TASK OBJECTIVE |
Omit the images. Copy each entry word for word.

Location annotation dataset excerpts:

------------------------------------------------

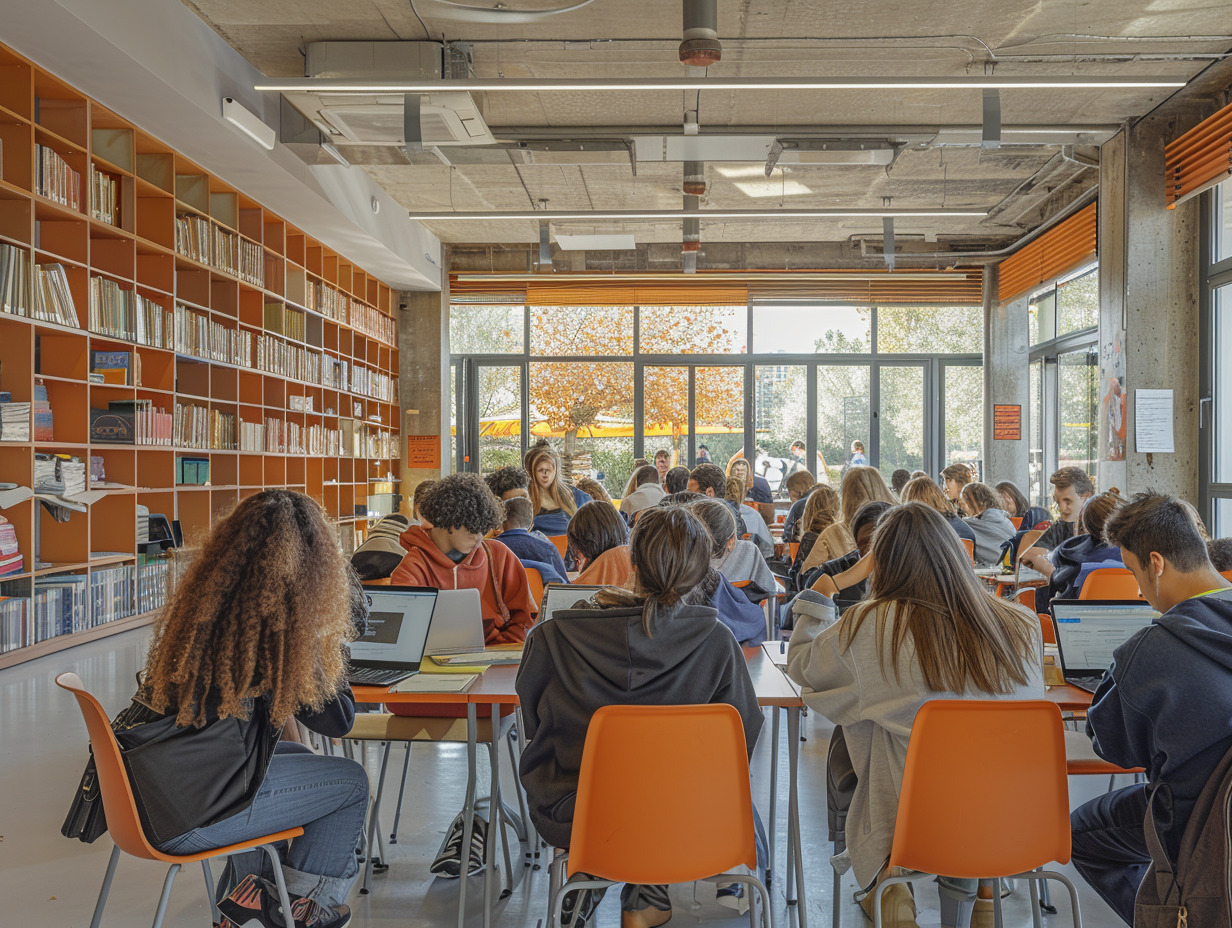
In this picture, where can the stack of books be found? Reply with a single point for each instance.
(10, 556)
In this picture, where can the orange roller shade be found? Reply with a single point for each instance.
(1060, 249)
(1199, 159)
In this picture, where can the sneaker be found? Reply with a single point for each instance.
(449, 862)
(732, 895)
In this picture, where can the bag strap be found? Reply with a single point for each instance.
(495, 587)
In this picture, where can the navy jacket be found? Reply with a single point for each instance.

------------------------------------------------

FULL SOLUTION |
In this picture, where can the stack of books be found? Reply with a single point for each instance.
(10, 556)
In this picture, where can the orange roller shade be found? Reply with a single point for each instance.
(1060, 249)
(1199, 159)
In this picture, where can the sneaker be found? Reply with a single point for each instance.
(449, 862)
(732, 895)
In this picture, where can the bag strap be found? Reply with a single point for each instance.
(495, 587)
In this picture, where can the navy jacket be found? Reply with a single point for each instance.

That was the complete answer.